* **Предоставленный текст**:

%%

Принимая слово "идея" в смысле Беркли, следует рассматривать две совершенно различные вещи, когда идея предстает перед умом. С одной стороны, есть вещь, которую мы осознаем (скажем, цвет моего стола), а с другой стороны, само действительное осознавание, ментальный акт постижения вещи. Ментальный акт является несомненно ментальным, но весьма большой вопрос состоит в том, является ли постигаемая вещь ментальной. Наши предыдущие аргументы относительно цвета не доказывают того, что он должен быть ментальным; они доказывают лишь, что существование такой вещи зависит от отношения наших органов чувств к физическому объекту — в нашем случае к столу, т.е. аргументы показывают, что определенный цвет будет существовать при определенном освещении, если нормальный глаз находится в определенной точке относительно стола. Они не доказывают, что цвет находится в уме воспринимающего.
Правдоподобность взгляда Беркли, согласно которому цвет должен быть в уме, происходит от смешения постигаемых вещей с актом постижения. Любая из этих вещей может быть названа "идеей", и, вероятно, любая из них могла бы быть названа "идеей" Беркли. Акт несомненно находится в уме; поэтому, когда мы думаем об акте, мы с готовностью согласимся со взглядом, что идеи должны быть в уме. Таким образом, забывая, что это было истинным только при понимании идеи как акта постижения, мы переносим суждение "идеи находятся в уме" на идеи в другом смысле, т.е. на вещи, постигаемые актом постижения. Следовательно, неосознанная двусмысленность подобного рода приводит нас к заключению, что то, что мы можем постичь, должно быть в наших умах. Это представляется мне истинным анализом аргумента Беркли и той ошибки, на которой он покоится.
Вопрос о различии между актом и объектом в процессе постижения вещей жизненно важен, так как с ним связана вся способность приобретению знания. Способность знакомства с вещами креме нас самих является главной характеристикой ума. Знакомство с объектами заключается главным образом в соотношении ума и чего-то внешнего по отношению к нему; именно в этом заключается сила ума в познании вещей. Если мы говорим, что вещи должны быть известны в уме, мы либо неправомерно ограничиваем силу познания ума, либо произносим простую тавтологию. Мы прибегаем к тавтологии, если под утверждением "в уме" имеем в виду "представленное перед умом", т.е. просто постижение умом. Но если мы имеем в виду это, мы должны допустить, что нечто, которое в этом смысле находится в уме, может тем не менее не быть ментальным. Таким образом, хотя мы понимаем природу познания, аргумент Беркли ошибочен как по форме, так и по существу и предположение, что "идеи", т.е. постигаемые объекты, должны быть ментальными, оказывается необоснованным. Поэтому основания Беркли для предпочтелия идеализма мо-гут быть отвергнуты. Остается убедиться в том, есть ли какие-либо другие основания.

%%

* **Набор заданий**:
**A)** Объясните по приведенному тексту, почему взгляд Беркли, согласно которому цвет должен быть в уме, кажется правдоподобным. Ответ дайте в одном–трех предложениях.
**B)** Приведите из приведенного текста фрагмент, который начинается словами «Правдоподобность взгляда Беркли, согласно» и заканчивается словами «которой он покоится.», заменив в нем «Беркли» на «этого философа».

[Записи для определения местоположения]
%%

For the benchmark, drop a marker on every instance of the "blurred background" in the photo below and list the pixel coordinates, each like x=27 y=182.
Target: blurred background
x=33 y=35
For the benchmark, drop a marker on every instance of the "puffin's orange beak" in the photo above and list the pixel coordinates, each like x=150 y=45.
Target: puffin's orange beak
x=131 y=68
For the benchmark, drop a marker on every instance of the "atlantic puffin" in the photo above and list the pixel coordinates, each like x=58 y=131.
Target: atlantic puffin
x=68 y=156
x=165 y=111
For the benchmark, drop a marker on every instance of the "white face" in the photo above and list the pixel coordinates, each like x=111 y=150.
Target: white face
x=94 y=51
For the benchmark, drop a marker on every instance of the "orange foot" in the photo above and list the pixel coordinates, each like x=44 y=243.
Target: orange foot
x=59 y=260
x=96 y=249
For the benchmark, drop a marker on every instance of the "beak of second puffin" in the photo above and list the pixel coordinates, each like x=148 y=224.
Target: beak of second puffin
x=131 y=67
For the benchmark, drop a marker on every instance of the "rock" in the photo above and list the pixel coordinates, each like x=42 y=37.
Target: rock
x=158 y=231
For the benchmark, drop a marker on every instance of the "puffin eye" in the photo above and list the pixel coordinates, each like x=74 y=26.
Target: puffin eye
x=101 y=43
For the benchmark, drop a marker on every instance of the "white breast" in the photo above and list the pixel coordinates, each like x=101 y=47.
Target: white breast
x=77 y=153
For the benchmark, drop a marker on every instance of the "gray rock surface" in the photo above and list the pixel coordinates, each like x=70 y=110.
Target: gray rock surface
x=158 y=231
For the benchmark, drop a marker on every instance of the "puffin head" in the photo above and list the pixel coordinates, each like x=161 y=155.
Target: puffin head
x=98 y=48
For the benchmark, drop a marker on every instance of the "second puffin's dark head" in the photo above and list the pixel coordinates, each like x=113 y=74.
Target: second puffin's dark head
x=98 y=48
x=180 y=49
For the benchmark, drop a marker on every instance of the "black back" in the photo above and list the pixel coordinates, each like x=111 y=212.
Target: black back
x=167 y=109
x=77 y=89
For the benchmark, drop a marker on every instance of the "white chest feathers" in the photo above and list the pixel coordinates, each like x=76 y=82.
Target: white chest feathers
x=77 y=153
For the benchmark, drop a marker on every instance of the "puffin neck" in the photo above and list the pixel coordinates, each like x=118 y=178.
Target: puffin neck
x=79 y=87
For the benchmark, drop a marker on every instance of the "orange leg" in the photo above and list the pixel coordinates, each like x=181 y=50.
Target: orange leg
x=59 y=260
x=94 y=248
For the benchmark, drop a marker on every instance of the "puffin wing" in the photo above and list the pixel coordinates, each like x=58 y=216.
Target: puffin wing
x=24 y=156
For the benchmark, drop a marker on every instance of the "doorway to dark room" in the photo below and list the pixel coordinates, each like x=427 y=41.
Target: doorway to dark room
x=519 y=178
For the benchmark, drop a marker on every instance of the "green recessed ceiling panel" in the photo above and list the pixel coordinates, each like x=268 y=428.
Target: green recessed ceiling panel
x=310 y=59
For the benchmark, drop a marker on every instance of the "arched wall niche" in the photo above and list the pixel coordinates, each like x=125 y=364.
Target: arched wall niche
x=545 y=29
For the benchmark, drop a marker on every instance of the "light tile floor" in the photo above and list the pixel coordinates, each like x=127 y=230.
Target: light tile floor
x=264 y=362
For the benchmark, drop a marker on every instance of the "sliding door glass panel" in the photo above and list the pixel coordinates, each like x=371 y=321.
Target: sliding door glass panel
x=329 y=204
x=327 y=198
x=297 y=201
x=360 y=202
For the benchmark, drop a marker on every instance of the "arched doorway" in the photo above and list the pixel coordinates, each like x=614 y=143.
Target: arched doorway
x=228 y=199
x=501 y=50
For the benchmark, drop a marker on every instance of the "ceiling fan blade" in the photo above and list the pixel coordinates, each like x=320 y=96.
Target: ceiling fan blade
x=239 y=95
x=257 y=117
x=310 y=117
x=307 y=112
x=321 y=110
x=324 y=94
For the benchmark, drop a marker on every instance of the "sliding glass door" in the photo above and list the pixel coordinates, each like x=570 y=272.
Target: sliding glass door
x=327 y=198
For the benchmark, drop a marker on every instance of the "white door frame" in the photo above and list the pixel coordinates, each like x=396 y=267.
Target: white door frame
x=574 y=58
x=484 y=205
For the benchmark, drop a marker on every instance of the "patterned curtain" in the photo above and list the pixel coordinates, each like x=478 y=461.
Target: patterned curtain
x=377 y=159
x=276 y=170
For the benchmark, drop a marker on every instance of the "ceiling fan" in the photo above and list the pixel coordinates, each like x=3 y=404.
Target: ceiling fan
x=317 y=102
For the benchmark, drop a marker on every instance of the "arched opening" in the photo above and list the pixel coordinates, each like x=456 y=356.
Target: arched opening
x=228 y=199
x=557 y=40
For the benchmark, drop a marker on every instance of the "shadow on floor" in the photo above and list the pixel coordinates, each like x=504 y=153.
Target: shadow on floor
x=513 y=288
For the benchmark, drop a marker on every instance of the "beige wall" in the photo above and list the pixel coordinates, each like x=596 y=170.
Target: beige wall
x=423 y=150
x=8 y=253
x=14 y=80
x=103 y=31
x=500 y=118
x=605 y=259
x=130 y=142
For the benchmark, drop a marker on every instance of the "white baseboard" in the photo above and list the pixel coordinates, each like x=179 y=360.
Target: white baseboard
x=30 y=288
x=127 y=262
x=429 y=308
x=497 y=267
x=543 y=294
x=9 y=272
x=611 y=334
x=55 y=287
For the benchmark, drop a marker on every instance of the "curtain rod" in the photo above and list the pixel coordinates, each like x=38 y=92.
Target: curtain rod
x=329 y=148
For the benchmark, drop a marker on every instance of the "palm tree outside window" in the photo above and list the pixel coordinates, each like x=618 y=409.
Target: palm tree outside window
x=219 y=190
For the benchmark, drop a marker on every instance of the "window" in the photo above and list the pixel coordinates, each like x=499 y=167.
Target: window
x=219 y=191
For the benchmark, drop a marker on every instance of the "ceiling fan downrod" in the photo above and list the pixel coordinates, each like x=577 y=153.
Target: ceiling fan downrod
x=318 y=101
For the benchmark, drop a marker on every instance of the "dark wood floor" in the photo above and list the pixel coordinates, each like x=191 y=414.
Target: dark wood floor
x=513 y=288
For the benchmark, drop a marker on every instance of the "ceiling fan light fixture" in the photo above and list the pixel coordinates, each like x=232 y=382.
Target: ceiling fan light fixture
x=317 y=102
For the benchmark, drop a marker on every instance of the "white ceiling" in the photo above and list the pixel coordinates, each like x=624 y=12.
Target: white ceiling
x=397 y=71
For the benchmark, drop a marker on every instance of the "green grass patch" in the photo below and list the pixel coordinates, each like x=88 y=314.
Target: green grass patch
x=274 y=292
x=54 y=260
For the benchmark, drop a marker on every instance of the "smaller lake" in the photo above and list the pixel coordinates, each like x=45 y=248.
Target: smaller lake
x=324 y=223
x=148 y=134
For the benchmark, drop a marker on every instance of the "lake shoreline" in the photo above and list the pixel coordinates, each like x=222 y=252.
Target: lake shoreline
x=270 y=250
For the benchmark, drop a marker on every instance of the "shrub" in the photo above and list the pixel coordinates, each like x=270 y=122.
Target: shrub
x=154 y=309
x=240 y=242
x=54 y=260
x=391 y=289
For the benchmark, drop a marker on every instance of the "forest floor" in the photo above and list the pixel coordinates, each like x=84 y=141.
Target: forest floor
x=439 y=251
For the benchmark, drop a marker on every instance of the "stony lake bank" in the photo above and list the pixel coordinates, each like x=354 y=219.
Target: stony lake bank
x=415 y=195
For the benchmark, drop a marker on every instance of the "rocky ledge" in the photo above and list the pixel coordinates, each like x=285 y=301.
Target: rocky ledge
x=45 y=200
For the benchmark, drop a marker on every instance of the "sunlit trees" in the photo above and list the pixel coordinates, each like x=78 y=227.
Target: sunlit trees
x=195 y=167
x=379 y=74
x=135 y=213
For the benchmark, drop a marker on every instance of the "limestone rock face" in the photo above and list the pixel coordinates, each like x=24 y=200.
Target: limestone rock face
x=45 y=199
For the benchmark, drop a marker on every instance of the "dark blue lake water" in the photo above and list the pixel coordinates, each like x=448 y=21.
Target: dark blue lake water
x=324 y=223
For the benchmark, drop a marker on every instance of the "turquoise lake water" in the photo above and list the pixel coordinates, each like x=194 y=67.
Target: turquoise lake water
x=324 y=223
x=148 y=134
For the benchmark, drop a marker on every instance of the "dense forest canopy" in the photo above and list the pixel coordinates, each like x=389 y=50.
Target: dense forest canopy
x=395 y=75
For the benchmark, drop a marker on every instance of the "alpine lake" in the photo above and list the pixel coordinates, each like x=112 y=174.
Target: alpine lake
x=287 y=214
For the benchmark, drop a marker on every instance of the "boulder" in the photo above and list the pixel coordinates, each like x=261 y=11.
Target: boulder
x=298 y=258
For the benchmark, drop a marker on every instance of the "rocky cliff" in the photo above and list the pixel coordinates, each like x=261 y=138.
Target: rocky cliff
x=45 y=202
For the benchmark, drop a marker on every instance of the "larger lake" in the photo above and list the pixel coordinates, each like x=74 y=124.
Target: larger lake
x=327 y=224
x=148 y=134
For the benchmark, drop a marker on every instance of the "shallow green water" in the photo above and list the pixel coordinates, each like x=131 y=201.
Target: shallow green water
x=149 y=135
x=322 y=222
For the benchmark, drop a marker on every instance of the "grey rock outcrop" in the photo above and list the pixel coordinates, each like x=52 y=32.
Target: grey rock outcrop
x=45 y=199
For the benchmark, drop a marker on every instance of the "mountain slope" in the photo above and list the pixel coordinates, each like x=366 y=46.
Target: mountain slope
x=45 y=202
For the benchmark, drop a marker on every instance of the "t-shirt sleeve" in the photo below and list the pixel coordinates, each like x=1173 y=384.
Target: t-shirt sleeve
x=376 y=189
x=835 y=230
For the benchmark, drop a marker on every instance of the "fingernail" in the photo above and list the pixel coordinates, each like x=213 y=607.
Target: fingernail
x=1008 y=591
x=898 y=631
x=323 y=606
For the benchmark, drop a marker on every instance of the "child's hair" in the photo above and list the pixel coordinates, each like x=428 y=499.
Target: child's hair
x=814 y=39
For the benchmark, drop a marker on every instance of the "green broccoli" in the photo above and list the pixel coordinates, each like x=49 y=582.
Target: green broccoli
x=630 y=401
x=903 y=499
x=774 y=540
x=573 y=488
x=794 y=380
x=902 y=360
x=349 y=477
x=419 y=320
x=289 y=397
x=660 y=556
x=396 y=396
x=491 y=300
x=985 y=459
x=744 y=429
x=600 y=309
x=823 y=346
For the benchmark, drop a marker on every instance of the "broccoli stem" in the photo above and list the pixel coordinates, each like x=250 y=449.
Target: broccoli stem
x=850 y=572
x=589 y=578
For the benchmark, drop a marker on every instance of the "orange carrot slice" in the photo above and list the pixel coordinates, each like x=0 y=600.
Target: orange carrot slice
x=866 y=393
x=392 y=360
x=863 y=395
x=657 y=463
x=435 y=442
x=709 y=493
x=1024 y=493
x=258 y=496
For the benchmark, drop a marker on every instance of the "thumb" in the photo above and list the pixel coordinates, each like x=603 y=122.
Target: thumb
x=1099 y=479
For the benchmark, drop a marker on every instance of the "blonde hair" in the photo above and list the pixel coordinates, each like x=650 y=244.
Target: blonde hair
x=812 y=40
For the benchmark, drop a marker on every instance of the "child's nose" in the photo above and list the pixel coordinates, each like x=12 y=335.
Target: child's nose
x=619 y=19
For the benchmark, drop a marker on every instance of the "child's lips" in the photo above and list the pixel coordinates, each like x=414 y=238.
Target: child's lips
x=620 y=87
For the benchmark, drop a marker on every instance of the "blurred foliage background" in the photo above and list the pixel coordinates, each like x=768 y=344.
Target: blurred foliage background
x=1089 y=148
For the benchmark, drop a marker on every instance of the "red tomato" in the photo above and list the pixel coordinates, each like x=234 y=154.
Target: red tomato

%%

* **Ответы по заданиям**:
**A)** Этот взгляд кажется правдоподобным из-за смешения постигаемых вещей с актом постижения: «идеей» можно назвать и то и другое. Акт несомненно находится в уме, поэтому мы соглашаемся, что идеи должны быть в уме. Затем, забыв, что это верно лишь для идеи как акта, мы переносим суждение «идеи находятся в уме» на вещи, постигаемые этим актом.

**B)**
Правдоподобность взгляда этого философа, согласно которому цвет должен быть в уме, происходит от смешения постигаемых вещей с актом постижения. Любая из этих вещей может быть названа "идеей", и, вероятно, любая из них могла бы быть названа "идеей" этого философа. Акт несомненно находится в уме; поэтому, когда мы думаем об акте, мы с готовностью согласимся со взглядом, что идеи должны быть в уме. Таким образом, забывая, что это было истинным только при понимании идеи как акта постижения, мы переносим суждение "идеи находятся в уме" на идеи в другом смысле, т.е. на вещи, постигаемые актом постижения. Следовательно, неосознанная двусмысленность подобного рода приводит нас к заключению, что то, что мы можем постичь, должно быть в наших умах. Это представляется мне истинным анализом аргумента этого философа и той ошибки, на которой он покоится.